## TEXTO PROPORCIONADO:
Guzmán ya les anticipó que serán castigados aun cuando no les anticipó en qué
cuantía. Castigo significa, concretamente, quita.
Nadie quiere
cambiar un papel malo por otro peor, y este es el desafío que tiene el
Gobierno. Es decir que el nuevo papel que les vaya a proponer a los bonistas,
sea un documento numéricamente atractivo y, a la vez, cumplible. Y para que sea
cumplible, la Argentina tiene que tener un programa económico sustentable, no
solo para los próximos tres años y nueve meses que le quedan de gestión a
Alberto Fernández sino para los próximos 15 años.
El problema es
que ese plan aún no se conoce. ¿Existirá? He ahí el interrogante. Interrogante
que se hacen no solo los acreedores sino también los argentinos.

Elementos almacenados
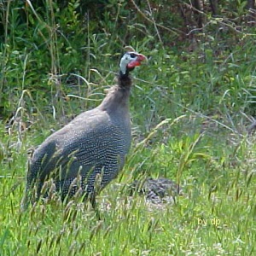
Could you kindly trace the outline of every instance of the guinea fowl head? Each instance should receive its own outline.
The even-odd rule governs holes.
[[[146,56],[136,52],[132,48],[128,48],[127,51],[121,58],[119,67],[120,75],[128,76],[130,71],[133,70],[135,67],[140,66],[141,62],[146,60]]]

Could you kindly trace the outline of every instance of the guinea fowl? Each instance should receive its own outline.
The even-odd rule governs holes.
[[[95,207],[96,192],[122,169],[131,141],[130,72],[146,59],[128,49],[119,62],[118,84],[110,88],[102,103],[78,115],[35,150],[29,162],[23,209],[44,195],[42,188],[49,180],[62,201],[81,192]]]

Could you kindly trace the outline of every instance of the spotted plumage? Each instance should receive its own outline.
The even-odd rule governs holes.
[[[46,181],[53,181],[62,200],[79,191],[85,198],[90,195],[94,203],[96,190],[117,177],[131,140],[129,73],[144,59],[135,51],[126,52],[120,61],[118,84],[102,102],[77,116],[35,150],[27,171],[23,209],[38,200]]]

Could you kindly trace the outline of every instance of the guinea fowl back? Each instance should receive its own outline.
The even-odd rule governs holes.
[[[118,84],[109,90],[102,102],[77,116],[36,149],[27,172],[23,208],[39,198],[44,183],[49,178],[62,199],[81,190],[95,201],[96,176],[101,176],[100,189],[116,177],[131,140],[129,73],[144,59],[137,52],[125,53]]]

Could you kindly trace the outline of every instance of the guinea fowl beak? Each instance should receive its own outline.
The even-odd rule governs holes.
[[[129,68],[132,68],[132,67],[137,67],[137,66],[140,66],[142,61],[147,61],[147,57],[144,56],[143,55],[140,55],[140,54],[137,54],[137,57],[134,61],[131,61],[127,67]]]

## TAREAS DEL EJERCICIO:
a – En el texto sobre la deuda, ¿qué significa concretamente castigo?
b – Reproduce el pasaje del texto sobre la deuda que comienza en "Nadie quiere" y termina en "próximos 15 años.".
Las filas proceden de una fuente distinta.

## RESPUESTAS POR TAREA:
a – Significa quita.

b –
Nadie quiere
cambiar un papel malo por otro peor, y este es el desafío que tiene el
Gobierno. Es decir que el nuevo papel que les vaya a proponer a los bonistas,
sea un documento numéricamente atractivo y, a la vez, cumplible. Y para que sea
cumplible, la Argentina tiene que tener un programa económico sustentable, no
solo para los próximos tres años y nueve meses que le quedan de gestión a
Alberto Fernández sino para los próximos 15 años.